Dataset items
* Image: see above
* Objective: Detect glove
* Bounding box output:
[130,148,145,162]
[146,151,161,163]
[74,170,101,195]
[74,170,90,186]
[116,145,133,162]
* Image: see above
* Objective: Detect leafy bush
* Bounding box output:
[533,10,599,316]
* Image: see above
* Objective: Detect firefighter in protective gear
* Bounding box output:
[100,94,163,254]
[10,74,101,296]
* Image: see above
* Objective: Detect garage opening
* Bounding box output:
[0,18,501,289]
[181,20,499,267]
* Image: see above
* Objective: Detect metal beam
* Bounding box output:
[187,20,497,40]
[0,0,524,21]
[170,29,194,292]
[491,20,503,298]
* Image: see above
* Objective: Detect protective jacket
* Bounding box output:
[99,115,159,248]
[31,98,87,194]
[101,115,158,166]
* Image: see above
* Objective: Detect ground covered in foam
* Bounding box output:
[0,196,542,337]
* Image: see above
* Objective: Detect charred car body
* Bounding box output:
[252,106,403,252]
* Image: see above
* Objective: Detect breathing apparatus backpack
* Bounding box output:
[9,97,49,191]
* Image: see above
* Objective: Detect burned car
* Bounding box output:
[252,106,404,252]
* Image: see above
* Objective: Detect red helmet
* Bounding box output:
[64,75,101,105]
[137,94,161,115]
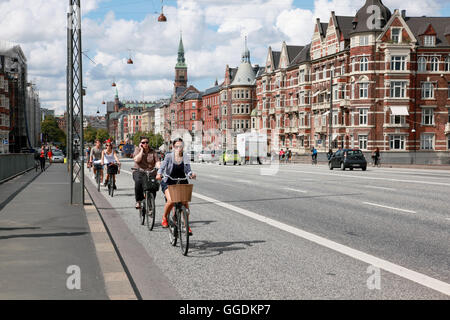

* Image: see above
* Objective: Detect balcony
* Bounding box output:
[315,126,327,133]
[291,105,299,112]
[445,123,450,134]
[269,108,275,115]
[339,99,350,107]
[312,102,330,111]
[285,106,291,113]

DESCRIPTION OF THE TASK
Every entry, word for word, should be given again; the pictures are not part of the copy.

RESPONSE TO THIS EXERCISE
* Image: see above
* Objective: Detect glove
* Bounding box output:
[130,148,145,162]
[146,151,161,163]
[74,170,101,195]
[74,170,90,186]
[116,145,133,162]
* Image: see above
* Objective: Detect leafy bush
* Bounding box output:
[533,10,599,316]
* Image: see above
* Objective: Detect firefighter in protective gear
* Bounding box output:
[100,94,163,254]
[10,74,101,296]
* Image: see above
* Objective: Detect garage opening
* Bounding box output:
[0,18,501,289]
[181,20,499,267]
* Image: see above
* Objective: Detect metal beam
* Bounding box output:
[187,20,497,40]
[0,0,524,21]
[170,29,194,292]
[491,20,503,298]
* Image: see above
* Objective: Detect protective jacket
* Bounding box output:
[99,115,159,248]
[31,98,87,194]
[101,115,158,166]
* Image: see above
* Objective: Detect ground covered in foam
* Bounding box output:
[0,196,542,337]
* Image: see above
* Objective: Detect charred car body
* Bounding box output:
[252,106,403,252]
* Image: see above
* Objective: Detect breathing apparatus backpack
* Bounding box output:
[9,97,49,191]
* Image: see above
* Objective: Detect burned car
* Bounding box output:
[252,106,404,252]
* Image: see above
* Objective: Detect red helmet
* Bounding box output:
[64,75,101,105]
[137,94,161,115]

* Image: see above
* Objective: Detect balcony
* Bounding box output:
[315,126,327,133]
[291,105,299,112]
[445,123,450,134]
[269,108,275,115]
[339,99,350,107]
[312,102,330,111]
[285,106,291,113]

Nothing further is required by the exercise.